** Opening Passage shown block **
WASHINGTON – Today, U.S. Senators John Hickenlooper and Bill Cassidy introduced the 21st Century Dyslexia Act. This legislation works to incorporate the modern, scientific understanding of dyslexia into federal statute and prevent the harm unidentified dyslexia can inflict on young students.
“Kids with dyslexia are best served by being diagnosed and helped early on, but that can’t happen without screening and awareness. A modern approach will bring students the critical early assistance that many of us never got,” said Hickenlooper.
“We know how to teach a student with dyslexia and help them reach their full potential. Unfortunately, a student is often not screened for dyslexia until after they have already fallen behind, if at all,” said Cassidy. “This legislation brings a 21st century approach to dyslexia based on science that allows children with dyslexia to achieve their God-given potential.”
U.S. Representatives Erin Houchin and Bruce Westerman introduced the companion legislation in the U.S. House of Representatives.
“I’ve been continually disappointed in how students with Dyslexia are left to fend for themselves in our education system. I remember the years of sleepless nights and wrong information that delayed my own son’s diagnosis, and ultimately delayed his ability to receive appropriate accommodations. Our family’s story isn’t unique, which is why the 21st Century Dyslexia Act is necessary,” said Houchin.
“For far too long, students with dyslexia have faced a mountain of obstacles to learn in a way that’s best suited to them. Educators weren’t properly trained and parents often felt powerless to help their children who struggled with dyslexia. I’ve been honored to meet many of these students and parents during my time as the co-chair of the Congressional Dyslexia Caucus, and I know that their futures are bright when we equip them with the tools they need for success. I’m proud to once again lead this important legislation alongside Congresswoman Houchin and Dyslexia Caucus Co-Chair Brownley, and I hope it serves as a roadmap for raising dyslexia awareness and giving schools across the country the right resources to educate the next generation,” said Westerman.
Currently, dyslexia is included as one of many neurocognitive differences under “Specific Learning Disabilities” (SLD) in the Individuals with Disabilities Education Act (IDEA). Despite dyslexia being the most prevalent neurocognitive difference within SLD, students are rarely tested. This prevents them from getting the services and accommodations necessary to assist dyslexic students learning to read. When children are not identified with dyslexia, evidence shows lifelong harm can occur, including lower career wages, reduced graduation rates, and increased rates of incarceration.
This legislation helps students by pulling dyslexia out of the overly broad definition of SLD and including it in the list of disabilities that define a “child with a disability,” thus classifying dyslexia as its own category within IDEA.
** Closing Passage shown block **
** Opening Record extracts block **
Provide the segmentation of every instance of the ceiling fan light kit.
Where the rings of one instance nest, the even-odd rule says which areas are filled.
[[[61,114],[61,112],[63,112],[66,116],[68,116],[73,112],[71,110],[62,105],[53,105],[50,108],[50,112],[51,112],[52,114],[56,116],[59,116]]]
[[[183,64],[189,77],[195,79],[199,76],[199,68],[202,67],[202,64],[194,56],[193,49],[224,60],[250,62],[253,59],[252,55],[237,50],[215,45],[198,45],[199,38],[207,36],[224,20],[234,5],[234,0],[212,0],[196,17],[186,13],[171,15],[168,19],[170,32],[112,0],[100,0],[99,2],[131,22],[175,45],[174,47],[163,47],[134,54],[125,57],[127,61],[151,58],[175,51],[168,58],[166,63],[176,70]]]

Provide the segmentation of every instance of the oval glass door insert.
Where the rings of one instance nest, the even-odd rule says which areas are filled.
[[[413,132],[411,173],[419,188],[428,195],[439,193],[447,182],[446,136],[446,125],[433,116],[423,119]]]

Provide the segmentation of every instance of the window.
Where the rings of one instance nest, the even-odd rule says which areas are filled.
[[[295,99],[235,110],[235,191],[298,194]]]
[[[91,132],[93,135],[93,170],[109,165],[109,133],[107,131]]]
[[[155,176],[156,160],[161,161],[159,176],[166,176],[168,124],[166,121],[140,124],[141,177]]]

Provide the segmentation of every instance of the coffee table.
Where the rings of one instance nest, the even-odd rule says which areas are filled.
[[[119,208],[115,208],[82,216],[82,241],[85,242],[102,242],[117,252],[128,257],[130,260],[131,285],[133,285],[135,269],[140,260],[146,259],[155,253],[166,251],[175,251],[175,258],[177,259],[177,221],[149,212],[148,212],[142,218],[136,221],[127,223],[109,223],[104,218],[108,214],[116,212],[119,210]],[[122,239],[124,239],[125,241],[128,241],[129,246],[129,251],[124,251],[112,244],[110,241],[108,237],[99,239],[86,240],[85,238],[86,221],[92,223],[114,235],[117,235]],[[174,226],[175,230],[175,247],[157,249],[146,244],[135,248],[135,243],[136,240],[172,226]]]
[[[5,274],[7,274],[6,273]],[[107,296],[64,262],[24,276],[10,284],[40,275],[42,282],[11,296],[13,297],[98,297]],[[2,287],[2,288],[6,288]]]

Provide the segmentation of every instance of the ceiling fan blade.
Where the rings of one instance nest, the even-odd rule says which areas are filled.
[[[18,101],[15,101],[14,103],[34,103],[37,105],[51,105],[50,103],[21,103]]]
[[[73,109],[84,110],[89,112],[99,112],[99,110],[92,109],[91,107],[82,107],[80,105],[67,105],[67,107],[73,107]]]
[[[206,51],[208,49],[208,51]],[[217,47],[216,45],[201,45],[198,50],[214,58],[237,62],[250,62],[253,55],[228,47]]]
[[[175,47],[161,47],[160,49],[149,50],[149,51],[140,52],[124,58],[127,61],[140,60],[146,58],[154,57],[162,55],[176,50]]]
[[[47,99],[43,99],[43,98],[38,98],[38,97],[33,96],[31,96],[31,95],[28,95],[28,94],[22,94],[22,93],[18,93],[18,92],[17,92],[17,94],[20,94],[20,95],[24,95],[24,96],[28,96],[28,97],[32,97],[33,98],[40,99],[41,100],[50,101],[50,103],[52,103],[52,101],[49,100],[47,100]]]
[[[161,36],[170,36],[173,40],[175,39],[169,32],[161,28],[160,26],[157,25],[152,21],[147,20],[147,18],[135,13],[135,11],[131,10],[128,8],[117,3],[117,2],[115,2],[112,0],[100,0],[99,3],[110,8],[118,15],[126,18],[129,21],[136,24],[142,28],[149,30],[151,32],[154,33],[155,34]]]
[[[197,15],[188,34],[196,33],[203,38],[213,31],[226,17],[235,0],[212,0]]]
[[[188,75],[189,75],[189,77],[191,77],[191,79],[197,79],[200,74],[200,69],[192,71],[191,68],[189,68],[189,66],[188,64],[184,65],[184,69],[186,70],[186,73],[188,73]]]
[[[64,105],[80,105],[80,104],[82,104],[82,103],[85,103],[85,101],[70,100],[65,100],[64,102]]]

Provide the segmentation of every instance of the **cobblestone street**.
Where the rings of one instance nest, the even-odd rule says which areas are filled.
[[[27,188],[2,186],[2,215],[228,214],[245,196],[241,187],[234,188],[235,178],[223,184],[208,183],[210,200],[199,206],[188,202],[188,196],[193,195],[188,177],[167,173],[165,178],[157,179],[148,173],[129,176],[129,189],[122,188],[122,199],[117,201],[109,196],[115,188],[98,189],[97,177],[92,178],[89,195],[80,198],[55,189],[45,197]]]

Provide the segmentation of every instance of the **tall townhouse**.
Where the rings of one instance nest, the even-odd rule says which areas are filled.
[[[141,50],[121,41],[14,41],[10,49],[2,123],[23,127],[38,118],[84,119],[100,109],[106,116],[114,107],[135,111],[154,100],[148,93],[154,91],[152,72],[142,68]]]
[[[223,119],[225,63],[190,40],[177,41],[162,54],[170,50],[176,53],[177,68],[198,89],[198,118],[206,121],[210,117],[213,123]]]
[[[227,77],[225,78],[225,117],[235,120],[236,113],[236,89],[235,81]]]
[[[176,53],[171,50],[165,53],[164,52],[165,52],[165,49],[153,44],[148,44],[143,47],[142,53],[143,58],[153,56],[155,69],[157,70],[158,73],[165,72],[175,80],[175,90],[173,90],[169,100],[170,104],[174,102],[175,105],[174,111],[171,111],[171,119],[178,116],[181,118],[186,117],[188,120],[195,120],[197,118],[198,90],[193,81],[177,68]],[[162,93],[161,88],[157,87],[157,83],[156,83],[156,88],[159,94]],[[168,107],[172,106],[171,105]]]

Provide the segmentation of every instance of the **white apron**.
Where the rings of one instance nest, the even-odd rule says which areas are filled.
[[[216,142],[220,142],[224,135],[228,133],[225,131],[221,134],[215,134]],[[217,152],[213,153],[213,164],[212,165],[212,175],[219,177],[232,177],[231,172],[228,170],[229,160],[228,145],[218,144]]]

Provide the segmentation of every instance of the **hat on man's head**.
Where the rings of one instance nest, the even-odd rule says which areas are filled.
** Closing Record extracts block **
* [Tasks for this exercise]
**a.** According to the dyslexia act press release, who introduced the companion legislation in the U.S. House of Representatives?
**b.** Condense the paragraph of the dyslexia act press release that begins "Currently, dyslexia is included" into a short bulleted list that keeps its main facts.
**c.** From the dyslexia act press release, write out the passage between "This legislation helps" and "category within IDEA.", inclusive.

* [Outputs by task]
**a.** U.S. Representatives Erin Houchin and Bruce Westerman.

**b.**
- Under IDEA, dyslexia is currently one of many neurocognitive differences grouped under "Specific Learning Disabilities" (SLD).
- It is the most prevalent neurocognitive difference within SLD, yet students are rarely tested for it.
- Without testing, dyslexic students miss the services and accommodations they need to learn to read.
- Evidence shows that unidentified dyslexia can cause lifelong harm: lower career wages, reduced graduation rates and higher incarceration rates.

**c.**
This legislation helps students by pulling dyslexia out of the overly broad definition of SLD and including it in the list of disabilities that define a “child with a disability,” thus classifying dyslexia as its own category within IDEA.